GOAL — Copy the rows below, putting "loop" in place of every "ring" and changing nothing else.
>> Start MATERIAL SUPPLIED
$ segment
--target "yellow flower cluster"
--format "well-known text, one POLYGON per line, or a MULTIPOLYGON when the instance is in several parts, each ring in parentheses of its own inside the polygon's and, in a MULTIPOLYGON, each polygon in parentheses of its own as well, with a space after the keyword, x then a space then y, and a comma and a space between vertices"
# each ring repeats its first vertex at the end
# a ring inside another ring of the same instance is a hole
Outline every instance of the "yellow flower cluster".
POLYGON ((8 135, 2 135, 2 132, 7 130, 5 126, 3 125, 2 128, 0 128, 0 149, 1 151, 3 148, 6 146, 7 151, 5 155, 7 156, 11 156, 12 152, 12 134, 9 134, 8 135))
>> End MATERIAL SUPPLIED
FINAL RESULT —
$ segment
--target "yellow flower cluster"
--format "well-known text, one POLYGON per line, or a MULTIPOLYGON when the instance is in several parts, each loop in parentheses of its own inside the polygon's and, in a MULTIPOLYGON, each polygon in parentheses of its own as well, with a space after the keyword, x then a space then y, and a comma and a space between vertices"
# each loop repeats its first vertex at the end
# a loop inside another loop of the same instance is a hole
Outline every instance of the "yellow flower cluster".
POLYGON ((8 135, 2 135, 2 132, 7 130, 5 126, 3 125, 2 128, 0 128, 0 149, 1 151, 3 148, 6 146, 7 151, 5 155, 7 156, 11 156, 12 152, 12 134, 9 134, 8 135))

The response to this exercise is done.